===== INFORMATION SHOWN

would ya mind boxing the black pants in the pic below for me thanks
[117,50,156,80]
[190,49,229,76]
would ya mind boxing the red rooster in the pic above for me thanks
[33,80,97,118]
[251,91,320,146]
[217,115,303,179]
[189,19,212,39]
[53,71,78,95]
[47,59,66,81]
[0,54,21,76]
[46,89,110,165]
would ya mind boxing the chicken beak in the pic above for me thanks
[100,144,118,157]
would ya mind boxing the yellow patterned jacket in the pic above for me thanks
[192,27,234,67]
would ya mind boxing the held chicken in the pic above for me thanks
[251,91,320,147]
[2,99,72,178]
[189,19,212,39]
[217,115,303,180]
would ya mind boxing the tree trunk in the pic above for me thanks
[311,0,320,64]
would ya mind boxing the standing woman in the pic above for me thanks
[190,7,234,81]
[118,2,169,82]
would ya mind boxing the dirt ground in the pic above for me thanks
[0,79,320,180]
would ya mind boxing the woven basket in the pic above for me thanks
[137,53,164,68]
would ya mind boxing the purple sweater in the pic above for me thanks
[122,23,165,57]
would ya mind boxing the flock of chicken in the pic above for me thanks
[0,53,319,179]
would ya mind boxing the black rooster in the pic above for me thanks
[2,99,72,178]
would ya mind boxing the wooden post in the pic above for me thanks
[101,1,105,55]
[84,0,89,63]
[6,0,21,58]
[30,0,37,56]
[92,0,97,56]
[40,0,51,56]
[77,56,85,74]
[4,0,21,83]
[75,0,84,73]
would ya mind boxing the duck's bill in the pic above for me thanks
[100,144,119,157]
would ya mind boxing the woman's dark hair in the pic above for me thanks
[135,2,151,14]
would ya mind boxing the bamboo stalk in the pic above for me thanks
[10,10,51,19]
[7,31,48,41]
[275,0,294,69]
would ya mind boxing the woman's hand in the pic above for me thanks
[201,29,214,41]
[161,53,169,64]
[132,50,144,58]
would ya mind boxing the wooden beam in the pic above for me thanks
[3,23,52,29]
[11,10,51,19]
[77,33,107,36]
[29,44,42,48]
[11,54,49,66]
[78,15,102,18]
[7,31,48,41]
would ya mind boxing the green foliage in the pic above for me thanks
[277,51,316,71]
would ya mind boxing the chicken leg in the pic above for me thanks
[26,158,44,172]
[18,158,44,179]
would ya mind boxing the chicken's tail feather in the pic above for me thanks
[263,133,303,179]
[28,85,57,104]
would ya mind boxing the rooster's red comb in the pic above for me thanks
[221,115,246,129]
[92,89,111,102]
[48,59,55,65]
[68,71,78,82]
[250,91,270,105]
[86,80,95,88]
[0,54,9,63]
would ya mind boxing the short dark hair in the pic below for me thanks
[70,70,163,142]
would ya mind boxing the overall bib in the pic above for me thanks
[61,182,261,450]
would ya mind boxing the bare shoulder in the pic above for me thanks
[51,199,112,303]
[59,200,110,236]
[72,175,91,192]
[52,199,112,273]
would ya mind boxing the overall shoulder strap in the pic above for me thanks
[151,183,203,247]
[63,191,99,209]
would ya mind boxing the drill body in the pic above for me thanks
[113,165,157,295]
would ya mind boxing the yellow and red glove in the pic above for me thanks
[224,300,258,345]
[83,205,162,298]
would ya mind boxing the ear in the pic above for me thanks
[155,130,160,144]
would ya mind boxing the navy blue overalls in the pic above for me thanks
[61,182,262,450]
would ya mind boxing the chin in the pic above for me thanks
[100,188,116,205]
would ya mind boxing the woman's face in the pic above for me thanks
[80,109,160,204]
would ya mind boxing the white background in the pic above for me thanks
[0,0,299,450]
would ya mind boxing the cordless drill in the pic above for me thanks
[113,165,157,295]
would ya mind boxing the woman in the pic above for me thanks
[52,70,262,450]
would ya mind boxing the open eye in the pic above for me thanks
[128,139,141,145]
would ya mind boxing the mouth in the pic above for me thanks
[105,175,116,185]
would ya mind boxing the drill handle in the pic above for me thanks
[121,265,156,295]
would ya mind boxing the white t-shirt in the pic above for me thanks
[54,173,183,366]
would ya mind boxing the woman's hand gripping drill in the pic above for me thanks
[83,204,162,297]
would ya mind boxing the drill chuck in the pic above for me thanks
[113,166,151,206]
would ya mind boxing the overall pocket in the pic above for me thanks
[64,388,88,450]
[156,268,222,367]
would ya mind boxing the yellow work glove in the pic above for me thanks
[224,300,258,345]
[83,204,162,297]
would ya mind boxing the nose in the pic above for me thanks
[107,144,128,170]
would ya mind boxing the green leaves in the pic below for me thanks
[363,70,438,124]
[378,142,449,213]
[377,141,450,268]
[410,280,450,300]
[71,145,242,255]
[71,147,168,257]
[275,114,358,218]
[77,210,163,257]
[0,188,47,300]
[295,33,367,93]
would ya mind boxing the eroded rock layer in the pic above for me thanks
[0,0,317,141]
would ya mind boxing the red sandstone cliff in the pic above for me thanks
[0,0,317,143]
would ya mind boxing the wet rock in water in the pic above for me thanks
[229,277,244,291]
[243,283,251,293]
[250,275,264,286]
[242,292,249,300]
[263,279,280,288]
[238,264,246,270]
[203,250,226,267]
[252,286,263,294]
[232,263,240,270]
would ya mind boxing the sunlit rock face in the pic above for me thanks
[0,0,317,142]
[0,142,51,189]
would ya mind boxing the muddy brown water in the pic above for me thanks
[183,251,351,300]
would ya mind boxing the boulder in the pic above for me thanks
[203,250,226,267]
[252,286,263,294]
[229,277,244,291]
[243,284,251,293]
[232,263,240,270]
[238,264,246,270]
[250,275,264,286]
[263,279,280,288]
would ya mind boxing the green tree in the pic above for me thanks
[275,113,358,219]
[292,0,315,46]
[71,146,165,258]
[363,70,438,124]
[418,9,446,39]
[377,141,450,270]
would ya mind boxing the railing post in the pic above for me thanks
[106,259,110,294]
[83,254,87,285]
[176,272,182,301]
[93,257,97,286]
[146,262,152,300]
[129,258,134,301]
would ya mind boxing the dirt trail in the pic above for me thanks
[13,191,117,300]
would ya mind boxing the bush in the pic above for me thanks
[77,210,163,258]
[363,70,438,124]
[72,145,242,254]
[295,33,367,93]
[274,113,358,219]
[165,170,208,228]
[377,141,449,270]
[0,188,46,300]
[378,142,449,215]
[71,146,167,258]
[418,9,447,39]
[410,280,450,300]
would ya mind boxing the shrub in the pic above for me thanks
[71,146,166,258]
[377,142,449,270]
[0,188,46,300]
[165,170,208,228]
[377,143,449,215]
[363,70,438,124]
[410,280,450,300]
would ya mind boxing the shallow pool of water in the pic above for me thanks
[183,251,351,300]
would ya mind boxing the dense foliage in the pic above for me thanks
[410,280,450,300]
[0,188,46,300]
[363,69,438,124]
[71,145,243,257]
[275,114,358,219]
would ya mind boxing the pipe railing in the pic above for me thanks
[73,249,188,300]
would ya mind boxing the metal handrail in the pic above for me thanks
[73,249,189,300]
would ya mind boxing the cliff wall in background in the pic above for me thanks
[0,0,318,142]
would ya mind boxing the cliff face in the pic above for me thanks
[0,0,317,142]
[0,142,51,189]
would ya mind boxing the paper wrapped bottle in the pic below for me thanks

==========

**EXERCISE GOAL:** What is needed is a full, exact copy of the records.

**RESPONSE:**
would ya mind boxing the black pants in the pic below for me thanks
[117,50,156,80]
[190,49,229,76]
would ya mind boxing the red rooster in the pic above for me thanks
[33,80,97,118]
[251,91,320,146]
[217,115,303,179]
[189,19,212,39]
[53,71,78,95]
[47,59,66,81]
[0,54,21,76]
[46,89,110,165]
would ya mind boxing the chicken beak in the pic above for me thanks
[100,144,118,157]
would ya mind boxing the yellow patterned jacket in the pic above for me thanks
[192,27,234,67]
would ya mind boxing the held chicken in the pic above for me thanks
[251,91,320,147]
[2,99,72,178]
[189,19,212,39]
[217,115,303,180]
would ya mind boxing the tree trunk in the pic above for me thanks
[311,0,320,64]
would ya mind boxing the standing woman in the pic above for me thanks
[190,7,234,81]
[118,2,169,82]
would ya mind boxing the dirt ground in the pic above for me thanks
[0,79,320,180]
would ya mind boxing the woven basket in the pic above for me thanks
[137,53,164,68]
would ya mind boxing the purple sweater in the pic above for me thanks
[122,23,165,57]
would ya mind boxing the flock of chicken in the pic above for me thanks
[0,53,319,179]
would ya mind boxing the black rooster in the pic above for me thanks
[2,99,72,178]
would ya mind boxing the wooden post in the pic above for me thanks
[101,1,105,55]
[84,0,89,63]
[6,0,21,58]
[30,0,37,56]
[92,0,97,56]
[40,0,51,56]
[77,56,85,74]
[4,0,21,83]
[75,0,84,73]
would ya mind boxing the duck's bill in the pic above for me thanks
[100,144,119,157]
would ya mind boxing the woman's dark hair in the pic above for me thanks
[135,2,151,14]
would ya mind boxing the bamboo stalk in the pic above for me thanks
[10,10,51,19]
[7,31,48,41]
[275,0,294,69]
would ya mind boxing the woman's hand in the pic above for me thanks
[201,29,214,41]
[161,53,169,64]
[132,50,144,58]
would ya mind boxing the wooden beam in the pic above for me thanks
[3,23,52,29]
[11,10,51,19]
[77,33,107,36]
[29,44,42,48]
[11,54,49,66]
[78,15,102,18]
[7,31,48,41]
would ya mind boxing the green foliage in the pic above for me thanks
[277,51,316,71]
would ya mind boxing the chicken leg in the pic above for me thanks
[26,158,44,172]
[18,158,44,179]
would ya mind boxing the chicken's tail feather in the pic above for me thanks
[263,133,303,179]
[28,85,57,104]
would ya mind boxing the rooster's red comb in the pic above for me thanks
[221,115,246,129]
[92,89,111,102]
[48,59,55,65]
[68,71,78,82]
[250,91,270,105]
[86,80,95,88]
[0,54,9,63]
would ya mind boxing the short dark hair in the pic below for me thanks
[70,70,163,142]
would ya mind boxing the overall bib in the pic above for me thanks
[61,182,261,450]
would ya mind boxing the bare shoulder in the pic above for me thanks
[51,199,112,303]
[59,200,110,236]
[72,175,91,192]
[52,199,112,273]
would ya mind boxing the overall shoulder strap in the pic above for me thanks
[151,183,203,247]
[63,191,99,209]
would ya mind boxing the drill body in the pic above for me thanks
[113,165,157,295]
would ya mind boxing the yellow and red glove in the pic above for me thanks
[224,300,258,345]
[83,205,162,298]
would ya mind boxing the ear in the pic above for me thanks
[155,130,160,144]
would ya mind boxing the navy blue overalls in the pic above for me thanks
[61,182,262,450]
would ya mind boxing the chin in the pic above for me thanks
[100,188,116,205]
would ya mind boxing the woman's face in the pic above for me thanks
[80,109,160,204]
would ya mind boxing the white background in the pic above for me thanks
[0,0,299,450]
would ya mind boxing the cordless drill in the pic above for me thanks
[113,165,157,295]
would ya mind boxing the woman in the pic above for me thanks
[52,70,262,450]
would ya mind boxing the open eye in the pic above for me thanks
[128,139,141,145]
would ya mind boxing the mouth in the pic above for me thanks
[105,175,116,185]
would ya mind boxing the drill handle in the pic above for me thanks
[121,265,156,295]
would ya mind boxing the white t-shirt in the pic above for me thanks
[54,173,183,366]
would ya mind boxing the woman's hand gripping drill in the pic above for me thanks
[83,204,162,297]
would ya mind boxing the drill chuck in the pic above for me thanks
[113,166,151,206]
would ya mind boxing the overall pocket in the pic above for me thanks
[64,388,88,450]
[156,268,222,367]
would ya mind boxing the yellow work glove in the pic above for me thanks
[224,300,258,345]
[83,204,162,297]
would ya mind boxing the nose in the pic above for me thanks
[107,144,128,170]
would ya mind boxing the green leaves in the pic below for me thanks
[363,70,438,124]
[378,142,449,213]
[377,141,450,268]
[410,280,450,300]
[71,145,242,255]
[71,147,168,257]
[275,114,358,218]
[77,210,163,257]
[0,188,47,300]
[295,33,367,93]
would ya mind boxing the eroded rock layer in the pic above for me thanks
[0,0,317,141]
would ya mind boxing the red sandstone cliff in the pic above for me thanks
[0,0,317,143]
would ya mind boxing the wet rock in water in the pic above for me thanks
[229,277,244,291]
[243,283,251,293]
[250,275,264,286]
[242,292,249,300]
[263,279,280,288]
[238,264,246,270]
[203,250,226,267]
[252,286,263,294]
[232,263,240,270]
would ya mind boxing the sunlit rock face in the pic above for me thanks
[0,0,317,142]
[0,142,51,189]
would ya mind boxing the muddy brown water in the pic above for me thanks
[183,251,351,300]
would ya mind boxing the boulder in the pic above for me thanks
[203,250,226,267]
[252,286,263,294]
[229,277,244,291]
[243,284,251,293]
[232,263,240,270]
[238,264,246,270]
[250,275,264,286]
[263,279,280,288]
would ya mind boxing the green tree in the pic above for me thanks
[275,113,358,219]
[292,0,315,46]
[71,146,165,258]
[363,70,438,124]
[418,9,446,39]
[377,141,450,270]
would ya mind boxing the railing post in the pic above for me thanks
[106,259,110,294]
[83,254,87,285]
[176,272,182,301]
[93,257,97,286]
[146,262,152,300]
[129,258,134,301]
would ya mind boxing the dirt trail in the pic above for me thanks
[13,191,117,300]
would ya mind boxing the bush in the pic above for me thanks
[77,210,163,258]
[363,70,438,124]
[72,145,242,254]
[295,33,367,93]
[274,113,358,219]
[165,170,208,228]
[377,141,449,270]
[0,188,46,300]
[378,142,449,215]
[71,146,167,258]
[418,9,447,39]
[410,280,450,300]
would ya mind boxing the shrub in the pic above for me thanks
[71,146,166,258]
[377,142,449,270]
[0,188,46,300]
[165,170,208,228]
[377,143,449,215]
[363,70,438,124]
[410,280,450,300]
would ya mind boxing the shallow pool of water in the pic above for me thanks
[183,251,351,300]
would ya mind boxing the dense foliage in the pic above for me thanks
[410,280,450,300]
[0,188,46,300]
[363,69,438,124]
[71,145,243,257]
[275,114,358,219]
would ya mind boxing the pipe railing in the pic above for me thanks
[73,249,188,300]
would ya mind boxing the metal handrail in the pic above for me thanks
[73,249,189,300]
would ya mind boxing the cliff wall in background in the pic above for me thanks
[0,0,318,142]
would ya mind boxing the cliff face in the pic above for me thanks
[0,0,317,142]
[0,142,51,189]
would ya mind boxing the paper wrapped bottle in the pic below for me thanks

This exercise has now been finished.